The records:
***

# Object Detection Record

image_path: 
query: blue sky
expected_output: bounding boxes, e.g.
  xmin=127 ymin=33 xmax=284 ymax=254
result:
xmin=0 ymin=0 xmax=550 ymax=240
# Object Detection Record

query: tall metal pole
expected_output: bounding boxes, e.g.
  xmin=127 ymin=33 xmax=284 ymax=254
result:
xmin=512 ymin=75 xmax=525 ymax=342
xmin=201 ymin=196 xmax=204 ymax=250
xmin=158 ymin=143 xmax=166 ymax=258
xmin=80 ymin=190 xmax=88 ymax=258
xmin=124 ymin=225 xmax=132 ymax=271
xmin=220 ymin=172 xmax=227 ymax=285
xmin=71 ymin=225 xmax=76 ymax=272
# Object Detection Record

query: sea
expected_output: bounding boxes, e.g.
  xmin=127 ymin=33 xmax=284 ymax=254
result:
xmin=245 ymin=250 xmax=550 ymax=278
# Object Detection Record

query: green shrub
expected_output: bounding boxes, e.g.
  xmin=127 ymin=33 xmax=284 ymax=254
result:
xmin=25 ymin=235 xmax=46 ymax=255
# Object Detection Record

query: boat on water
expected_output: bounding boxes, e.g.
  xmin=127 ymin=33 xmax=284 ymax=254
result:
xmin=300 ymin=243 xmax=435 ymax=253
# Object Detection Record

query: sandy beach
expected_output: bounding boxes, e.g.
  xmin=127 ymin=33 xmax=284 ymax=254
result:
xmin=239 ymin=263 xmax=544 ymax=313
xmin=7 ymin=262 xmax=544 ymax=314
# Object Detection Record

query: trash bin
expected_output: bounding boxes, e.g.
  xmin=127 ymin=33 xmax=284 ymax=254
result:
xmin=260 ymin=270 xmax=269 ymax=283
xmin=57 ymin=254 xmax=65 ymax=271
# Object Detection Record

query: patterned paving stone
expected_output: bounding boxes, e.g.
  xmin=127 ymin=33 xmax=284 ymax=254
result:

***

Problem to solve: Print every entry above again, word for word and line for line, with nothing changed.

Output of the exercise:
# Object Detection Record

image_path: 
query: blue sky
expected_output: bounding boxes, e.g.
  xmin=127 ymin=33 xmax=284 ymax=254
result:
xmin=0 ymin=0 xmax=550 ymax=240
# Object Detection Record

query: tall metal pole
expected_output: bounding boxes, e.g.
  xmin=127 ymin=33 xmax=284 ymax=254
result:
xmin=512 ymin=75 xmax=525 ymax=342
xmin=201 ymin=196 xmax=204 ymax=250
xmin=158 ymin=143 xmax=166 ymax=258
xmin=80 ymin=190 xmax=88 ymax=258
xmin=124 ymin=225 xmax=132 ymax=271
xmin=220 ymin=172 xmax=227 ymax=285
xmin=71 ymin=225 xmax=76 ymax=272
# Object Detection Record

query: sea
expected_output: bounding boxes, e.g.
  xmin=127 ymin=33 xmax=284 ymax=254
result:
xmin=245 ymin=250 xmax=550 ymax=278
# Object Detection Record

query: green shrub
expected_output: bounding boxes, e.g.
  xmin=127 ymin=33 xmax=284 ymax=254
result:
xmin=25 ymin=235 xmax=46 ymax=255
# Object Detection Record

query: boat on water
expected_output: bounding boxes, e.g.
  xmin=127 ymin=33 xmax=284 ymax=254
result:
xmin=300 ymin=243 xmax=435 ymax=253
# Object Detection Record

query: sandy beach
expected_output: bounding boxes, e.g.
  xmin=127 ymin=33 xmax=284 ymax=254
result:
xmin=239 ymin=263 xmax=544 ymax=313
xmin=7 ymin=262 xmax=544 ymax=314
# Object Detection Record

query: trash bin
expected_output: bounding boxes, e.g.
  xmin=127 ymin=33 xmax=284 ymax=254
result:
xmin=260 ymin=270 xmax=269 ymax=283
xmin=57 ymin=254 xmax=65 ymax=271
# Object Detection Record

query: patterned paving stone
expected_output: bounding boxes, e.g.
  xmin=127 ymin=33 xmax=284 ymax=254
result:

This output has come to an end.